**DO THIS:**
Retype the full set of records. Keep every character identical.

**DATA TO USE:**

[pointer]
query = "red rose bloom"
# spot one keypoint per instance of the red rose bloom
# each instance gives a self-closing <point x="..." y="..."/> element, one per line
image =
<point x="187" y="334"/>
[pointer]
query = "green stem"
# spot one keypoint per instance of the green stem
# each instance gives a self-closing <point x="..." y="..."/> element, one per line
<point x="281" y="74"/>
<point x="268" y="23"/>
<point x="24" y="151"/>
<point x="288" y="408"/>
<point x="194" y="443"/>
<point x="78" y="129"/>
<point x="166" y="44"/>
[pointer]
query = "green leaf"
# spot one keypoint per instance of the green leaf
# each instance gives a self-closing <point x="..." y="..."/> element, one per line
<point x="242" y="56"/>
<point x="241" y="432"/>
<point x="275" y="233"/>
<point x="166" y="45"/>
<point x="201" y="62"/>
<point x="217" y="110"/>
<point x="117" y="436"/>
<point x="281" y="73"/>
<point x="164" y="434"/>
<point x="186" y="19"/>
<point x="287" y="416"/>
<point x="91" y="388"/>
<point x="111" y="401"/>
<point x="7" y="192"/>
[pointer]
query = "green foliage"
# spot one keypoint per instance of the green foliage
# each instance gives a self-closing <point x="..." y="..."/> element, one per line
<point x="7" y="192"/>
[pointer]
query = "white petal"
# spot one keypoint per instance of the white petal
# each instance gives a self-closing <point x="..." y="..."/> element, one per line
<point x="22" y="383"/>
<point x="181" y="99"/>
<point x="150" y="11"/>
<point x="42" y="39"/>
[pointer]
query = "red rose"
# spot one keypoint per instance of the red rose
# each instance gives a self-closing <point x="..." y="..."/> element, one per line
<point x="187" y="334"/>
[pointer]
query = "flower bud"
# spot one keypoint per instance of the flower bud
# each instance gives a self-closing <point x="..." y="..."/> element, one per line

**RESULT FOR THIS EXERCISE:**
[pointer]
query = "red rose bloom"
# spot one keypoint per instance of the red rose bloom
# each instance gives a self-closing <point x="..." y="..."/> element, one per line
image =
<point x="187" y="334"/>
[pointer]
query = "green stem"
# spot one keypoint per instance of the green stem
# each instance gives a self-closing <point x="..." y="..."/> element, one per line
<point x="281" y="74"/>
<point x="268" y="23"/>
<point x="24" y="151"/>
<point x="288" y="408"/>
<point x="194" y="443"/>
<point x="78" y="129"/>
<point x="166" y="44"/>
[pointer]
query = "green leaf"
# spot one keypoint per instance of the green leaf
# each instance gives a self-closing <point x="..." y="..."/> element, one per line
<point x="242" y="56"/>
<point x="241" y="432"/>
<point x="275" y="233"/>
<point x="166" y="45"/>
<point x="201" y="62"/>
<point x="217" y="110"/>
<point x="117" y="436"/>
<point x="281" y="73"/>
<point x="164" y="434"/>
<point x="186" y="19"/>
<point x="287" y="416"/>
<point x="91" y="388"/>
<point x="111" y="401"/>
<point x="7" y="192"/>
[pointer]
query = "green foliage"
# spot one keypoint per instance of the green foliage
# each instance gives a self-closing <point x="..." y="..."/> element, one per line
<point x="7" y="192"/>
[pointer]
query = "white petal"
# spot one keypoint per instance of the white petal
# each instance gives a self-closing <point x="..." y="..."/> element, one per line
<point x="22" y="383"/>
<point x="181" y="99"/>
<point x="150" y="11"/>
<point x="42" y="39"/>
[pointer]
query = "red rose"
# spot one keypoint per instance of the red rose
# each instance gives a self-closing <point x="..." y="..."/> element, one per line
<point x="187" y="334"/>
[pointer]
query = "flower bud"
# spot one keypoint per instance of the flower bud
# each instance gives a self-closing <point x="..." y="..."/> element, one per line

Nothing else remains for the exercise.